Exercise directions: When a line in the material contains the word "cloud", copy it.

Exercise materials:
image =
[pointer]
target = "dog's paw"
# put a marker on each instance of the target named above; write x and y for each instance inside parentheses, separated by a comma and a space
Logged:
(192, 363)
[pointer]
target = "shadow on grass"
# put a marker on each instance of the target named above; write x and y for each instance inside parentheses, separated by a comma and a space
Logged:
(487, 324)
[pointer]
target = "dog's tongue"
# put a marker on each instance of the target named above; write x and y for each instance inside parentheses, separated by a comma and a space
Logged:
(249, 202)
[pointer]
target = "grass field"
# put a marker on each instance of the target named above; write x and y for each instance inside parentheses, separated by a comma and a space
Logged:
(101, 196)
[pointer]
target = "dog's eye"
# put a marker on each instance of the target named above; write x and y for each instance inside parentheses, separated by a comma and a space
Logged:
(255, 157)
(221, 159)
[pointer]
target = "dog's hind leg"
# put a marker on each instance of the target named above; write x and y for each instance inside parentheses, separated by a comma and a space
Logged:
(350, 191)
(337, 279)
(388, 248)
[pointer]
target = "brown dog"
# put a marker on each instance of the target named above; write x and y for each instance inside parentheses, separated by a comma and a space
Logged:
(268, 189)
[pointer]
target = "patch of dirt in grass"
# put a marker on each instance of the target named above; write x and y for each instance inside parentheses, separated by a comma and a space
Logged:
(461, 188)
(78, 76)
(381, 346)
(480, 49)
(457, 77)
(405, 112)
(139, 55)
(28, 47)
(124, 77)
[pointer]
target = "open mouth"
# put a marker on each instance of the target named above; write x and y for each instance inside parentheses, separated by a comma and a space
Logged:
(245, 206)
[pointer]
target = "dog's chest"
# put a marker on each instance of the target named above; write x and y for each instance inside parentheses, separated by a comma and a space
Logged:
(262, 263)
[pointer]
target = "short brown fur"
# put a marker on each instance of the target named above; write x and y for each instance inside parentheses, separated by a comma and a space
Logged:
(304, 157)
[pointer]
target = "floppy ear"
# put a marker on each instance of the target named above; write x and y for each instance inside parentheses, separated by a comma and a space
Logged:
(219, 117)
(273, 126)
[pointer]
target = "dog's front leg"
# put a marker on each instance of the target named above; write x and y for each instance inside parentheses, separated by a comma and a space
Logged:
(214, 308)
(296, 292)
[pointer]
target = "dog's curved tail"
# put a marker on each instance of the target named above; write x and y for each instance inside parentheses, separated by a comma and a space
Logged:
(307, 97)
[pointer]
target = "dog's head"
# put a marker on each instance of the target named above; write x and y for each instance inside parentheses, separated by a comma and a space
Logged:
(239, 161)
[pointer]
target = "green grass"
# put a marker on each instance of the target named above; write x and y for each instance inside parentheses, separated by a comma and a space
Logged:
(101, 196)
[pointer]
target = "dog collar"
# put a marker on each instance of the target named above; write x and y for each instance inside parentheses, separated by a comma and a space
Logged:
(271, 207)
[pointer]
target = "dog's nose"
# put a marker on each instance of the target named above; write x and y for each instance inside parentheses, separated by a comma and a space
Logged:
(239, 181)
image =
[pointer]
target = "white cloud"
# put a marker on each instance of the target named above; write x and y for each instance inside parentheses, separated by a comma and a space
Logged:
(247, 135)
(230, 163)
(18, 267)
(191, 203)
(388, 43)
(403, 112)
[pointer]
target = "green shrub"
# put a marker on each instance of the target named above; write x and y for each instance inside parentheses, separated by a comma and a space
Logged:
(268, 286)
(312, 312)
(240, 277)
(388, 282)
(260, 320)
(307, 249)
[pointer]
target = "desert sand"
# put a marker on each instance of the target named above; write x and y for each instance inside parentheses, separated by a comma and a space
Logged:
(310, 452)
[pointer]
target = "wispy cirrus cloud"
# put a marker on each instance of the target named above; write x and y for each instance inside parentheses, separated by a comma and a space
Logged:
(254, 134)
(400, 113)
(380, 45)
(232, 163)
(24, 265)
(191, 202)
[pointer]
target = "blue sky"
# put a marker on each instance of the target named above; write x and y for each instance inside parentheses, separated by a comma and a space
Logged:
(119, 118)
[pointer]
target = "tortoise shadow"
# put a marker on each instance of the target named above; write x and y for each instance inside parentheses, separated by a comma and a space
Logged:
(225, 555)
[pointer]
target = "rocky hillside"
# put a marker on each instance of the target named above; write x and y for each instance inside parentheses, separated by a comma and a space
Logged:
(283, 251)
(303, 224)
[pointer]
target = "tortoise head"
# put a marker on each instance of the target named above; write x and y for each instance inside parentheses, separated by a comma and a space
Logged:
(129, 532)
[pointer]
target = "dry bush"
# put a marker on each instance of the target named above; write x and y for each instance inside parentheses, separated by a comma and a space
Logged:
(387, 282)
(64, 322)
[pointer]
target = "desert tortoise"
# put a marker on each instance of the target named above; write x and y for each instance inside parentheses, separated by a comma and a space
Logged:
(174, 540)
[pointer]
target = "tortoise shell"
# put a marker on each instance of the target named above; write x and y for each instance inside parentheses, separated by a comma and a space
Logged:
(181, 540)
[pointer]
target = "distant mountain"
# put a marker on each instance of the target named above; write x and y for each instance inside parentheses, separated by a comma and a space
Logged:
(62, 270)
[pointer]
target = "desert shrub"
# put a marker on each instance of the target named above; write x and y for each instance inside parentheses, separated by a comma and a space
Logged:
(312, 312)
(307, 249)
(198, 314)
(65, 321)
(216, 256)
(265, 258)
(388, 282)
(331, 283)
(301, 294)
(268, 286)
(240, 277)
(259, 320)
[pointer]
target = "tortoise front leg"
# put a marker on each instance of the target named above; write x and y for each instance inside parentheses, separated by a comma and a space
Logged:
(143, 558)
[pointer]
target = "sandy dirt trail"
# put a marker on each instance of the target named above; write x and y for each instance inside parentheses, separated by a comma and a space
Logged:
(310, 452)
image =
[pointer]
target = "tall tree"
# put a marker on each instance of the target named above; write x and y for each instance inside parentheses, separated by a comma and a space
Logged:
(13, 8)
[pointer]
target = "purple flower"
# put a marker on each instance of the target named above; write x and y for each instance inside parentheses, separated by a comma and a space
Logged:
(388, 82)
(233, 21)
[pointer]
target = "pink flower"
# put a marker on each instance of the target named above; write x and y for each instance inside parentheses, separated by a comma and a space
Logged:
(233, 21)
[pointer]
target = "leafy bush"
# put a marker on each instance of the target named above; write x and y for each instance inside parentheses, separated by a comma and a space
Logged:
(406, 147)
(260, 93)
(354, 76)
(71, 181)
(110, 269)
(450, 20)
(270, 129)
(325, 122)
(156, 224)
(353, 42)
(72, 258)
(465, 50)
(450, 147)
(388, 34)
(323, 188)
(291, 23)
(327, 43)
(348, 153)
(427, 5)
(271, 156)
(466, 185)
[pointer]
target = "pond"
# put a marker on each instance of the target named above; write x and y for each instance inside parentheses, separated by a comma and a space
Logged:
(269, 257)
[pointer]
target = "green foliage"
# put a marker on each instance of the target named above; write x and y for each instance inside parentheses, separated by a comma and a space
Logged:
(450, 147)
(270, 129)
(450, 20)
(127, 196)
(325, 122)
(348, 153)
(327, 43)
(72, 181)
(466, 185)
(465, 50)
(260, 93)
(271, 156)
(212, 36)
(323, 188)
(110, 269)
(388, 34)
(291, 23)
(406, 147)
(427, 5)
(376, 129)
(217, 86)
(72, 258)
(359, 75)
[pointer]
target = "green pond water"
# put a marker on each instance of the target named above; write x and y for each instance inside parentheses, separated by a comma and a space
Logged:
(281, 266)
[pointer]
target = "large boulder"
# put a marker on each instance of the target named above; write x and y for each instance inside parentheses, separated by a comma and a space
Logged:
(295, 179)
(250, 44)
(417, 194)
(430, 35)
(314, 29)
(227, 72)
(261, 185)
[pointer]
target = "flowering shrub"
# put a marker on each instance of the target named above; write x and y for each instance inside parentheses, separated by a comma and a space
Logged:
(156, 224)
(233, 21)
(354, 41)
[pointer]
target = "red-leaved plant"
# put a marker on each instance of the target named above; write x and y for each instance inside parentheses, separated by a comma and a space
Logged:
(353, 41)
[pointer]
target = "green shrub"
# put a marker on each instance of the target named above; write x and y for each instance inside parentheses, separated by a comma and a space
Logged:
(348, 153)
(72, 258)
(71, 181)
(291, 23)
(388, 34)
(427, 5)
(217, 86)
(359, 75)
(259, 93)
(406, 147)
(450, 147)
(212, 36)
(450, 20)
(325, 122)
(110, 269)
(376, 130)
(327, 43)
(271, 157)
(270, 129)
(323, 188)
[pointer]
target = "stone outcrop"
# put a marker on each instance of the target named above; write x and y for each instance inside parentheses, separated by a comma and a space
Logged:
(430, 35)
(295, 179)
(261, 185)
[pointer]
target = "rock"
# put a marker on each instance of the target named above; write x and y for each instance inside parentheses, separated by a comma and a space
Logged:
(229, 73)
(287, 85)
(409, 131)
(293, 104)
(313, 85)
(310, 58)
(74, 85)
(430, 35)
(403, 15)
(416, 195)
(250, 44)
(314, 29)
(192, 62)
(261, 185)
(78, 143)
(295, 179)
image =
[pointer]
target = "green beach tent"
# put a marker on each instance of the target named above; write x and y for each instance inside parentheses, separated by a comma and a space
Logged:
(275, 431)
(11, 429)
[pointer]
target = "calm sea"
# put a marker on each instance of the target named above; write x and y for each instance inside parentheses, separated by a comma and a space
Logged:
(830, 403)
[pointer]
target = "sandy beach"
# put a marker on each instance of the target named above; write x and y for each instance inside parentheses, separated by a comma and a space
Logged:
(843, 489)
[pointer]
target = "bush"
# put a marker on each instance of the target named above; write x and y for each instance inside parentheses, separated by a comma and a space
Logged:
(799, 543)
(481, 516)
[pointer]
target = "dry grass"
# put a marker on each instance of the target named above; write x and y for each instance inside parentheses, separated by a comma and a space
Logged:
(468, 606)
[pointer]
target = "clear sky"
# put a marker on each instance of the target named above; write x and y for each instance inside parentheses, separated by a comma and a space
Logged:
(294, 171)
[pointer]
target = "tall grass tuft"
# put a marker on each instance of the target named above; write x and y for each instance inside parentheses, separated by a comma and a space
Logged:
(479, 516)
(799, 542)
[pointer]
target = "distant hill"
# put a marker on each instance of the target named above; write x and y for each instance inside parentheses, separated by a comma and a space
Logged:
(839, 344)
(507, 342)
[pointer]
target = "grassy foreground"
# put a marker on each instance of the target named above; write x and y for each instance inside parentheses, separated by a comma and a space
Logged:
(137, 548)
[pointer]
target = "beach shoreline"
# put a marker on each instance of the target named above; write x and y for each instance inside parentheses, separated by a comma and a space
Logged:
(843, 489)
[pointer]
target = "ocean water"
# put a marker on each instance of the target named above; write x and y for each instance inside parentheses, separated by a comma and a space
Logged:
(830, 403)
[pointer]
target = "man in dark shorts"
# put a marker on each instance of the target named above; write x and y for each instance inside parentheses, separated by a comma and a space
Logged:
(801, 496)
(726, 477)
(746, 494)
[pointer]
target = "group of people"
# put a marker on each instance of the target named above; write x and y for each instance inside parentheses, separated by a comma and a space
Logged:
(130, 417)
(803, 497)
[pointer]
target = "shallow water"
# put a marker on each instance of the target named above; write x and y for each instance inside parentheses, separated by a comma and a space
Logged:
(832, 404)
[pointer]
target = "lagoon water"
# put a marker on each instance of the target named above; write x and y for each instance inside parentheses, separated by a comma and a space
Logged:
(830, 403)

Response to the task:
target = "white cloud"
target = "wispy cirrus cloud"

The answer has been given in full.